> [WHAT IS REQUIRED]: Return exactly the span of lines that opens with the line containing "Where can you find the asphalt" and closes with the last line of the data, inclusive.

··· EXCERPTED DATA

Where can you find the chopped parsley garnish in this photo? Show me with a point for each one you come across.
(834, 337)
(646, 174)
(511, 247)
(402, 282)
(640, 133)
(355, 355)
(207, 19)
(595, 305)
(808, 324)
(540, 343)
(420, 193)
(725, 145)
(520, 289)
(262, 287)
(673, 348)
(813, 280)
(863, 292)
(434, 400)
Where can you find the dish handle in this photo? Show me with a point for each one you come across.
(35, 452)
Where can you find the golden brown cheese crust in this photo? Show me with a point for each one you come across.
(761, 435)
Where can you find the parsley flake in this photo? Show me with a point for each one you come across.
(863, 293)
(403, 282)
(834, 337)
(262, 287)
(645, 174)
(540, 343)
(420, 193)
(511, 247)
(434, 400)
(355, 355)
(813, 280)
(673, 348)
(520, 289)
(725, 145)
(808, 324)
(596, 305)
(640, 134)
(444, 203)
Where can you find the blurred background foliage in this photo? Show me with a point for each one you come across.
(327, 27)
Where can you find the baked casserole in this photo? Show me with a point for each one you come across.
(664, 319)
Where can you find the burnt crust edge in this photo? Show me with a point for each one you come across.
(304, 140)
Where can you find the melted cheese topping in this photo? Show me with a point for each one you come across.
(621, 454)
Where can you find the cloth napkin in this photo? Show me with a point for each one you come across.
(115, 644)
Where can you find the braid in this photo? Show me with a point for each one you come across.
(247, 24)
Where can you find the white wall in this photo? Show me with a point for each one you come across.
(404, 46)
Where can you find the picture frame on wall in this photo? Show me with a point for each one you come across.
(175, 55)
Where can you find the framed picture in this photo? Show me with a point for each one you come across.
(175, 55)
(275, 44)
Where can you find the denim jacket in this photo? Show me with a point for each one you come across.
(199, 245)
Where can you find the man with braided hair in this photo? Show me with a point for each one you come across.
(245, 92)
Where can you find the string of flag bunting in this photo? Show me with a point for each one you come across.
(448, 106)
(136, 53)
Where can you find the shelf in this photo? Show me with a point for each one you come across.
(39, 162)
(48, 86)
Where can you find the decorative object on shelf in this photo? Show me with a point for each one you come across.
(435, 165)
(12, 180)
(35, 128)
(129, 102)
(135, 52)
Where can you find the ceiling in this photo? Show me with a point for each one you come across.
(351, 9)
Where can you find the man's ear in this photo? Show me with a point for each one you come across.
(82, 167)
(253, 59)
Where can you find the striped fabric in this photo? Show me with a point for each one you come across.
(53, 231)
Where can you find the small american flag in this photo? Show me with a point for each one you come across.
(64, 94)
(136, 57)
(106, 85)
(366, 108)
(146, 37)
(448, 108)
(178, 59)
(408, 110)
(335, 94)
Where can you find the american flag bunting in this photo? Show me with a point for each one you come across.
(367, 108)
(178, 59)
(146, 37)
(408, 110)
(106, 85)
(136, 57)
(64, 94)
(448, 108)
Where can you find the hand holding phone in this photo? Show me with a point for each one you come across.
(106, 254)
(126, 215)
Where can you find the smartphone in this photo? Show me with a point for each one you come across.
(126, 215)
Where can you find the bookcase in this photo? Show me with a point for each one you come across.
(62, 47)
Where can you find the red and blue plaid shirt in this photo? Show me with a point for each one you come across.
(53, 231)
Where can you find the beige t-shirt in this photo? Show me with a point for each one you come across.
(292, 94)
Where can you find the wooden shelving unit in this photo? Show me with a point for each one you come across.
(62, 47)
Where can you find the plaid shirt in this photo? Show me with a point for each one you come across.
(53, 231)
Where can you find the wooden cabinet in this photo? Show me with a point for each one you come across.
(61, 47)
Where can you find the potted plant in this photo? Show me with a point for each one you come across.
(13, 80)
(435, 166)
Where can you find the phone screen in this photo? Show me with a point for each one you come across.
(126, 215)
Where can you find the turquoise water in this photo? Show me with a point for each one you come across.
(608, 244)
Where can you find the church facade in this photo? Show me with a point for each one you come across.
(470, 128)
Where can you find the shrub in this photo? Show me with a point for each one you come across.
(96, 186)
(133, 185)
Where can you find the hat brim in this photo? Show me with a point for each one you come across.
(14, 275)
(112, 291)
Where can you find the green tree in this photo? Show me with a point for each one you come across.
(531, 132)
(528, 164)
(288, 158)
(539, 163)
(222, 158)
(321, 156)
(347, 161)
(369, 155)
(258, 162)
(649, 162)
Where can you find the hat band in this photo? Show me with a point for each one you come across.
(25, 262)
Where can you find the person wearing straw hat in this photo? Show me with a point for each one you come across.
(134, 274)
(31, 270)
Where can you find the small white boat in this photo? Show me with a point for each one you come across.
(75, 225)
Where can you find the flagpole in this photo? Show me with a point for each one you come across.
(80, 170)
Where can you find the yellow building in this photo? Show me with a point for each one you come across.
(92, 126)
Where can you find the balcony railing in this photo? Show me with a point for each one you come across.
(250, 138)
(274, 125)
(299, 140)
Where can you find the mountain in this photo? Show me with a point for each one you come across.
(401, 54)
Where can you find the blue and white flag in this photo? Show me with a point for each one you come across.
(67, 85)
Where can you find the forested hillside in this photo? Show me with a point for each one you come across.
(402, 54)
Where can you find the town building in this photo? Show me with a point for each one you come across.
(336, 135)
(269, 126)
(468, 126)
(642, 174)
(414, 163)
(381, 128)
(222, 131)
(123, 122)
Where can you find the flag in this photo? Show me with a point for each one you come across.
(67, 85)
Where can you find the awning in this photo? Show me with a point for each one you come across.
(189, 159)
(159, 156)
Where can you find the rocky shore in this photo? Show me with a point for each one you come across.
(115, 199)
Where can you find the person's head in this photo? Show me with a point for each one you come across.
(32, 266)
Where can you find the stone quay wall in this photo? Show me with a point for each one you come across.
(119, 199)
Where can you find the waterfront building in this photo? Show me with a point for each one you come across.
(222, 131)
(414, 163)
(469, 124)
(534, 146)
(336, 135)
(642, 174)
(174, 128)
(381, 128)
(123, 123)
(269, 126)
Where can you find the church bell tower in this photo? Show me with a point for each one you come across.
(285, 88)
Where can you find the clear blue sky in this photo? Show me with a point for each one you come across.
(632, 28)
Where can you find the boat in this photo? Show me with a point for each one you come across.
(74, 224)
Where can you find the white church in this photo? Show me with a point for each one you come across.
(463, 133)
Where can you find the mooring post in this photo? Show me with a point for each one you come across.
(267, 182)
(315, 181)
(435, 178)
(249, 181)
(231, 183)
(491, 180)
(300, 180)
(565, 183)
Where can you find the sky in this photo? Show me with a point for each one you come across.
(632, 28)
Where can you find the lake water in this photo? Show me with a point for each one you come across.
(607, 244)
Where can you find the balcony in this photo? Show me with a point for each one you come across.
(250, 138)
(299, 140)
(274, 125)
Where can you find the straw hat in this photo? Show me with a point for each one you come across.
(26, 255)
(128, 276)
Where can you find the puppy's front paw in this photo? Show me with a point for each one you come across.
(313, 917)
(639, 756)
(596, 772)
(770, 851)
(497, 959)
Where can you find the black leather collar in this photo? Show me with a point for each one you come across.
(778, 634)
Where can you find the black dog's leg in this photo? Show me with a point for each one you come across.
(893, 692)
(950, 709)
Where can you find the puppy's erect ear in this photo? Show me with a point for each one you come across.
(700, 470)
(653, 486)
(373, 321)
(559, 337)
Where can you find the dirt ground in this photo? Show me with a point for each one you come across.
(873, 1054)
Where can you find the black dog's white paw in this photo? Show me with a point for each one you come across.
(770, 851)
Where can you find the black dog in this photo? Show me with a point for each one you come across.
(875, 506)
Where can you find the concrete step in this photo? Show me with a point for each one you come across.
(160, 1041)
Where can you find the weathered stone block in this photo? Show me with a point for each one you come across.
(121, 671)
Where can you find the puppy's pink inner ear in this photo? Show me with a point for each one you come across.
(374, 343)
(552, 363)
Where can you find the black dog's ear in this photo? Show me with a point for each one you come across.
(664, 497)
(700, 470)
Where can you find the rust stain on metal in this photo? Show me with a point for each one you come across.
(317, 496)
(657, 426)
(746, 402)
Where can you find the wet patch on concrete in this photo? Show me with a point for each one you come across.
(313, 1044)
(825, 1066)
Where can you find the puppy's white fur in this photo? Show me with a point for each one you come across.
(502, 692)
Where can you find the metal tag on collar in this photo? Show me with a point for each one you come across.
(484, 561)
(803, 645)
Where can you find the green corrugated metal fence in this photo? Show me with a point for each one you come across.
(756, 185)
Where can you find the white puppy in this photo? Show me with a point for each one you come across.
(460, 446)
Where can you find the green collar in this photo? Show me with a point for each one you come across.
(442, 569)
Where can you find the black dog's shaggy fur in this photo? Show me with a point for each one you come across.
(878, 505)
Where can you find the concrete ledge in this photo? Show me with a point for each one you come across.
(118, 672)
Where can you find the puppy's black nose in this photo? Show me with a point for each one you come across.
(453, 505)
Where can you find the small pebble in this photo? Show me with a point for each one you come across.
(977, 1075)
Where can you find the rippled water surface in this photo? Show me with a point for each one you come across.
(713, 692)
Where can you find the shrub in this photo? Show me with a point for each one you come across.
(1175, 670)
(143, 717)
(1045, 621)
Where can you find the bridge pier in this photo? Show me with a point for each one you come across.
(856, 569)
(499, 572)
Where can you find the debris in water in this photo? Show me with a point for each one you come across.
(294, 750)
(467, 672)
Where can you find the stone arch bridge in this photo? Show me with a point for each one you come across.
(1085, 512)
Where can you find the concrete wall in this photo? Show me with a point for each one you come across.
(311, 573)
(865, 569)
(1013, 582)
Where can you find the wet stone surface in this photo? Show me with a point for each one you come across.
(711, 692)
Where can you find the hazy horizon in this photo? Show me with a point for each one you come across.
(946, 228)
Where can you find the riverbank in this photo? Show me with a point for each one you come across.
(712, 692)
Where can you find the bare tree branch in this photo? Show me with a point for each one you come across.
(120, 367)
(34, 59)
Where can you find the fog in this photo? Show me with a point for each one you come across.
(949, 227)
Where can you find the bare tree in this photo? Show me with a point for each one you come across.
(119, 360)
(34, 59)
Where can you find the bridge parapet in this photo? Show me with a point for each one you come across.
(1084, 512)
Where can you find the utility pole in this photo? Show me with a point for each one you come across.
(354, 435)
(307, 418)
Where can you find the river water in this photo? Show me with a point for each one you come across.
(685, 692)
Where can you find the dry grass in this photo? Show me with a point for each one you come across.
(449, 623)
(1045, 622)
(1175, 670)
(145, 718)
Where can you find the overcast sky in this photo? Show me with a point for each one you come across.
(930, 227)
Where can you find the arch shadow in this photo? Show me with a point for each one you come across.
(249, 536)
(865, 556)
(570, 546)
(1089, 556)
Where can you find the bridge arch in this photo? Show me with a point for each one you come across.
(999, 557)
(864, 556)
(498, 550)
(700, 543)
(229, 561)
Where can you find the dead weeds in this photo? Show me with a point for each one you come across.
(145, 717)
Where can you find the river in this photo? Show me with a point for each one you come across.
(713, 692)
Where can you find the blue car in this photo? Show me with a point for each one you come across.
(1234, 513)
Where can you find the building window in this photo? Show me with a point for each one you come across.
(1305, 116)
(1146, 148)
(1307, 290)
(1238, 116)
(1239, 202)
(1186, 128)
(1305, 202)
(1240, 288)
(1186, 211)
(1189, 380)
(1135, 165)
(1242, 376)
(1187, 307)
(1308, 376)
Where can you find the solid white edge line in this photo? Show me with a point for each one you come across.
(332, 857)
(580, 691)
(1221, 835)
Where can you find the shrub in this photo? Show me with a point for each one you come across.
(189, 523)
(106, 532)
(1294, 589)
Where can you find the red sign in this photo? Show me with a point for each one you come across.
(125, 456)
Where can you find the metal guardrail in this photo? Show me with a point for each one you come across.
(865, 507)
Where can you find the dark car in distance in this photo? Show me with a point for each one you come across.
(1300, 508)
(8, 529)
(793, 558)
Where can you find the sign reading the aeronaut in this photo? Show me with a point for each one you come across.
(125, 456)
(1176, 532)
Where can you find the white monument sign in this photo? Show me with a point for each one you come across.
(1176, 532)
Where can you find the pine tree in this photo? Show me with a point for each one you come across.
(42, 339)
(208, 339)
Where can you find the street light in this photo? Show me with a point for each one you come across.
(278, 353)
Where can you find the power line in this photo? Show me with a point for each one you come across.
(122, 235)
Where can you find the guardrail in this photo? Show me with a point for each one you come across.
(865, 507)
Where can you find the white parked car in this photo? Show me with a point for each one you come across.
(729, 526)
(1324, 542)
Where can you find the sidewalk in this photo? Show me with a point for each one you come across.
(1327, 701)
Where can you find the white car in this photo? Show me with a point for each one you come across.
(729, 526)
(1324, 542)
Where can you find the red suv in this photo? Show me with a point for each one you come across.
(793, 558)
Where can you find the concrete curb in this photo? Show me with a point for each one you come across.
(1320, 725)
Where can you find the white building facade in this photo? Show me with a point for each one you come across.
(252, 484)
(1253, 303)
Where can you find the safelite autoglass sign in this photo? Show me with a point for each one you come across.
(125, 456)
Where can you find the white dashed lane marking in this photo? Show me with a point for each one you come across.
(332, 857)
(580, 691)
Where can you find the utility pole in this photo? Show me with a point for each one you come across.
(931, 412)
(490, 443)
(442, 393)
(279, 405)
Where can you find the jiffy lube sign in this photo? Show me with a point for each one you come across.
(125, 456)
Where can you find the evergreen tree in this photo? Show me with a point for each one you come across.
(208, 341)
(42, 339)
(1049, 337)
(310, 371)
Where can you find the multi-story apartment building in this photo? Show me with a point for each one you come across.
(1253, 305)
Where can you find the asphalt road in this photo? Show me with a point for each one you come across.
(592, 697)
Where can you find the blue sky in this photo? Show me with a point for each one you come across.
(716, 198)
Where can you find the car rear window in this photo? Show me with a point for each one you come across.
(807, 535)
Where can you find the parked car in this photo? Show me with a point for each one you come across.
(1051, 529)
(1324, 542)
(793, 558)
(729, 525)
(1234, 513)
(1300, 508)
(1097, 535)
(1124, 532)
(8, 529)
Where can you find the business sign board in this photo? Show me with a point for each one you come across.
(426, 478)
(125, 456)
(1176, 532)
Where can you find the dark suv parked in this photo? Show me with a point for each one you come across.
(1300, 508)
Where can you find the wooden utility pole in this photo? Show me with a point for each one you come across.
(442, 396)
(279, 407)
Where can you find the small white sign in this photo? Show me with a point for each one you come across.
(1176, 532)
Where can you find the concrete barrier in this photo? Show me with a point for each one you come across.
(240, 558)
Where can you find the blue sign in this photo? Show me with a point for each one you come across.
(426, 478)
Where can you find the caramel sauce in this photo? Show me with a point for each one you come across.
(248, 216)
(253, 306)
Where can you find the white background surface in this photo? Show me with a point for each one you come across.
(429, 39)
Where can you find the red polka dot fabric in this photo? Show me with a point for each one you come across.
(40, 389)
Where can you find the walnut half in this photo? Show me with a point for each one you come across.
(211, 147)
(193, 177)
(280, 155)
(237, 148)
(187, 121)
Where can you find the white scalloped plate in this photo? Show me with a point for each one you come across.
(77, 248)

······

> [OUTPUT OF THE EXERCISE]:
Where can you find the asphalt road in this photo? Show me with a point for each one you come across.
(592, 697)
Where can you find the blue sky in this photo? Show me with a point for each one you come across.
(716, 198)
Where can you find the car rear window in this photo? Show me with a point for each one you come across.
(807, 535)
Where can you find the parked car in this photo? Show me with a point for each one you come across.
(1051, 529)
(1324, 542)
(793, 558)
(729, 525)
(1234, 513)
(1300, 508)
(1097, 535)
(1124, 532)
(8, 529)
Where can you find the business sign board in this photo? Show me with a point for each one you come across.
(426, 478)
(125, 456)
(1176, 532)
Where can you find the dark suv parked in this photo? Show me with a point for each one you come across.
(1300, 508)
Where can you find the wooden utility pole in this photo? Show me with a point for each one you come across.
(442, 396)
(279, 407)
Where can you find the small white sign in this photo? Show me with a point for each one you come across.
(1176, 532)
Where can you find the concrete barrier in this photo? Show me with a point for each one you come across.
(240, 558)
Where can you find the blue sign in this photo? Show me with a point for each one you come across.
(426, 478)
Where can you find the caramel sauce in this photo? Show me with a point for each one you come across.
(248, 216)
(253, 306)
Where can you find the white background surface in this photo? Show me with a point for each one you come across.
(429, 39)
Where can you find the red polka dot fabric in this photo? Show me with a point for each one you come across.
(40, 389)
Where can you find the walnut half in this photo? Show me with a point for each one you come across.
(211, 147)
(193, 177)
(280, 155)
(237, 148)
(187, 121)
Where can you find the white scalloped plate in this photo? Show me with a point for each one you come across.
(77, 248)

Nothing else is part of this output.